**Extract:**
╔══
Wyo. R. Prof. Conduct 1.16 (emphasis added).
[¶36] In his February 20, 2017 letter, Mr. Dudzik discharged Mr. Hiatt, requested a copy of his file, and a refund of the $3,000.00 fee. Once the representation had been terminated, Mr. Hiatt was obligated to provide a copy of his file and refund a portion of the flat fee. He failed to meet that obligation. Instead, he responded on February 28, 2017, with his letter stating that he had grounds to end the relationship early on but did not, telling Mr. Dudzik that he already had the "file," and refusing to return any unearned fees. This conduct violated Rule 1.16.
Rule 1.15
[¶37] Wyo. R. Prof. Conduct 1.15(d) requires a lawyer to hold legal fees that have been paid but not yet earned in a trust account and permits the lawyer to withdraw payments from the account as fees are earned and expenses incurred. Bar Counsel charged Mr. Hiatt with violating Rule 1.15. However, the BPR found that Bar Counsel failed to prove a violation of Rule 1.15 by clear and convincing evidence. We agree. The record contains no evidence regarding Mr. Hiatt’s trust account or where the fees in this case were deposited. Accordingly, Bar Counsel failed to meet its burden of proving by clear and convincing evidence that Mr. Hiatt violated Rule 1.15.
[¶38] The record before the BPR contains clear and convincing evidence that Mr. Hiatt violated Rules 1.3, 1.4, 1.5, and 1.16 of the Wyoming Rules of Professional Conduct. We now turn to the question of appropriate discipline.
II. What is the appropriate discipline?
[¶39] The BPR recommended that the Court "issue an order of public censure" to Mr. Hiatt, require him to reimburse Mr. Dudzik’s attorney fees in the amount of $1,150.00, pay a $750.00 administrative fee pursuant to Wyo. R. of Prof. Conduct 25(b), and reimburse the Wyoming State Bar $3,674.39 for certified costs pursuant to Wyo. R. Prof. Conduct 25(e). Bar Counsel objects to this recommendation, arguing that a 30-day suspension would be more appropriate discipline.
[¶40] To determine the appropriate sanctions, we look to the American Bar Association’s Standards for Imposing Lawyer Sanctions (1992) (ABA Standards). Custis , 2015 WY 59, ¶ 43, 348 P.3d at 833. "[W]hile we are obligated to consider the ABA standards in deciding what sanction to impose, we do not apply those standards mechanically or adhere to them rigidly." Bd. of Prof'l Responsibility v. Mears , 2018 WY 58, ¶ 43, 418 P.3d 829, 839 (Wyo. 2018).
╚══
**Input for this task:**
╔══
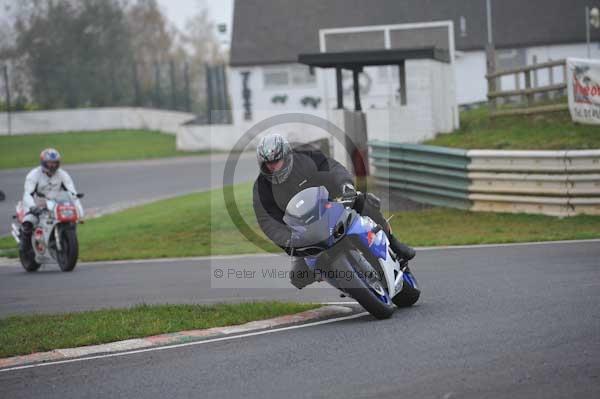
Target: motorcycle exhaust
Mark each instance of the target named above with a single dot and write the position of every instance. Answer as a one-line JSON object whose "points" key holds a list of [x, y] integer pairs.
{"points": [[16, 233]]}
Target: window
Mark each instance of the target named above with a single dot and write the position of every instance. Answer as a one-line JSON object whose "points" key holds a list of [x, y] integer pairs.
{"points": [[288, 76], [301, 76], [276, 77]]}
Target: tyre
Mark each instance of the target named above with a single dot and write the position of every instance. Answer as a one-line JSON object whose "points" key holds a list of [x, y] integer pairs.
{"points": [[381, 309], [28, 261], [374, 297], [370, 294], [69, 253], [410, 291]]}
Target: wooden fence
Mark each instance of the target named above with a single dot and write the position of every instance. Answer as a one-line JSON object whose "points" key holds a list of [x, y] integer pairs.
{"points": [[527, 94]]}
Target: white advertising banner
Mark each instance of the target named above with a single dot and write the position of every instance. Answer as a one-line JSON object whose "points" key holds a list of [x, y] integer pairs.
{"points": [[583, 87]]}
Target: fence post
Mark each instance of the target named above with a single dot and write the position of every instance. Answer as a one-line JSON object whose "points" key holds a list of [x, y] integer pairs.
{"points": [[157, 100], [528, 86], [173, 85], [136, 85], [551, 80], [565, 76], [491, 68], [7, 88], [209, 93]]}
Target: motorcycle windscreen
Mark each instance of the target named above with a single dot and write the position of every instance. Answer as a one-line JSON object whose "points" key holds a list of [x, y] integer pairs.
{"points": [[305, 215]]}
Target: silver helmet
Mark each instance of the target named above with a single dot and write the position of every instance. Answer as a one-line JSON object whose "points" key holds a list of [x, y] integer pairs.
{"points": [[50, 161], [272, 148]]}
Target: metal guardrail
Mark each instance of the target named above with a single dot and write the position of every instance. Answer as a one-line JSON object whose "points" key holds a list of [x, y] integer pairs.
{"points": [[428, 174], [549, 182]]}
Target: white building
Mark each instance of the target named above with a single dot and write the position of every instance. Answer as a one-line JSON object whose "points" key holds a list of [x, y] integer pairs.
{"points": [[268, 36]]}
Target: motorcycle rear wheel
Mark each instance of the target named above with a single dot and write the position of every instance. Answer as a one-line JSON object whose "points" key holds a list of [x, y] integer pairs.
{"points": [[69, 253]]}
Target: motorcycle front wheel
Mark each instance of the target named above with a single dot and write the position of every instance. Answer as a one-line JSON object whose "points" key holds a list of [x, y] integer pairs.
{"points": [[69, 253], [373, 296], [410, 291], [28, 261]]}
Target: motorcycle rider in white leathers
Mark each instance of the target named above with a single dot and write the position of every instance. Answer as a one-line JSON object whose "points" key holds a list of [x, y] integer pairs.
{"points": [[44, 182]]}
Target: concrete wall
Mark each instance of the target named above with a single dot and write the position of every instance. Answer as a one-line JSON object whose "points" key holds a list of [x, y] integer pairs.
{"points": [[431, 99], [90, 119]]}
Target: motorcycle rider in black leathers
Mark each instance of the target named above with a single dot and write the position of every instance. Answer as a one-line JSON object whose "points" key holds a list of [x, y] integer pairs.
{"points": [[284, 172]]}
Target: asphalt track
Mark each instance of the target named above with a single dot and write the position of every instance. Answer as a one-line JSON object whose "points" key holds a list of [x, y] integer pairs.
{"points": [[493, 322], [116, 185]]}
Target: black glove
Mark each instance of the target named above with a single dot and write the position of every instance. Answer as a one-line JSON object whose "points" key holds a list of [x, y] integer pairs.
{"points": [[35, 211], [348, 191]]}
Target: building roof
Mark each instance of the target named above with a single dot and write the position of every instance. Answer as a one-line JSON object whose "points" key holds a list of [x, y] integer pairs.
{"points": [[352, 59], [276, 31]]}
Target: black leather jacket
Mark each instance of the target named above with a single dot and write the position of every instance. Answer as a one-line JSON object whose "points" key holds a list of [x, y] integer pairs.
{"points": [[310, 169]]}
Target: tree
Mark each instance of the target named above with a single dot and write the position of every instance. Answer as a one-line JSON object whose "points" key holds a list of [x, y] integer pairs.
{"points": [[77, 53]]}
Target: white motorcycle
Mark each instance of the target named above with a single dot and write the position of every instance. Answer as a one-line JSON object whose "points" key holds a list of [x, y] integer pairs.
{"points": [[54, 239]]}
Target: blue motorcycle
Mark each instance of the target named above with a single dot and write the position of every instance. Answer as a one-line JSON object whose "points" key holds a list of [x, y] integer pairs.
{"points": [[349, 251]]}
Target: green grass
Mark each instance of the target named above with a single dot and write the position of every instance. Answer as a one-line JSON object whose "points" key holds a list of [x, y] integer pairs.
{"points": [[38, 333], [553, 131], [80, 147], [198, 224]]}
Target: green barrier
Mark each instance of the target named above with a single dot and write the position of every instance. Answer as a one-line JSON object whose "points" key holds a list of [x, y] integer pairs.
{"points": [[426, 174]]}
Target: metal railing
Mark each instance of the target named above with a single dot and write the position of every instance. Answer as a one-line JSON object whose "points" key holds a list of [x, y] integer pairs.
{"points": [[560, 183]]}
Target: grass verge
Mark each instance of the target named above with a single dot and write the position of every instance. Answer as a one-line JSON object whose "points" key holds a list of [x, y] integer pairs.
{"points": [[553, 131], [78, 147], [38, 333], [198, 224]]}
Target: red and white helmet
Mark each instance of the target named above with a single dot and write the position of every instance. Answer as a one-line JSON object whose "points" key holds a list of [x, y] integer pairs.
{"points": [[50, 161]]}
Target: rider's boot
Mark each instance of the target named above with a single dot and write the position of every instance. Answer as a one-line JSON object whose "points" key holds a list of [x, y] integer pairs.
{"points": [[25, 239], [402, 250]]}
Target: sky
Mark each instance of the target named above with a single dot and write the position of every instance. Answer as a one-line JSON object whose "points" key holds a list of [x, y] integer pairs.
{"points": [[177, 11]]}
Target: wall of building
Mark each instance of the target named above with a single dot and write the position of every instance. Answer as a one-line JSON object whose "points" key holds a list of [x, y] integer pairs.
{"points": [[90, 119], [431, 98]]}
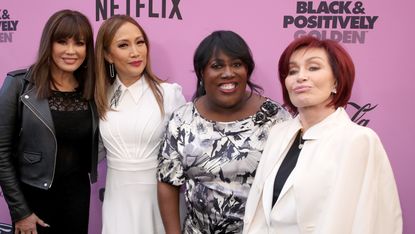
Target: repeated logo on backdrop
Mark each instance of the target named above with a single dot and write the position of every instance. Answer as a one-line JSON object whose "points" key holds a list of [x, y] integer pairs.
╚══
**Set task A:** Report each line of the entries that includes the word "black".
**Set task B:** Carry on the court opinion about the discipline of Mr. Hiatt from the point at which it ends.

**Exercise answer A:**
Target: motorcycle rider in black leathers
Target: black glove
Target: black leather jacket

**Exercise answer B:**
[¶41] ABA Standard 3.0 lists four factors to be considered in imposing a sanction after a finding of lawyer misconduct:
(a) the duty violated;
(b) the lawyer’s mental state;
(c) the potential or actual injury caused by the lawyer’s misconduct; and
(d) the existence of aggravating or mitigating factors.
We address each of these standards below.
1. The duty violated
[¶42] The first factor is the duty that was violated. Mr. Hiatt violated several duties: duties to exercise diligence, to communicate, to charge a reasonable fee, and to refund unused fees upon termination of representation.
[¶43] ABA Standard 4.4 sets forth presumptive sanctions for lack of diligence:
4.4 Lack of Diligence
Absent aggravating or mitigating circumstances, upon application of the factors set out in Standard 3.0, the following sanctions are generally appropriate in cases involving a failure to act with reasonable diligence and promptness in representing a client:
4.41 Disbarment is generally appropriate when:
(a) a lawyer abandons the practice and causes serious or potentially serious injury to a client; or
(b) a lawyer knowingly fails to perform services for a client and causes serious or potentially serious injury to a client; or
(c) a lawyer engages in a pattern of neglect with respect to client matters and causes serious or potentially serious injury to a client.
4.42 Suspension is generally appropriate when:
(a) a lawyer knowingly fails to perform services for a client and causes injury or potential injury to a client, or
(b) a lawyer engages in a pattern of neglect [that] causes injury or potential injury to a client.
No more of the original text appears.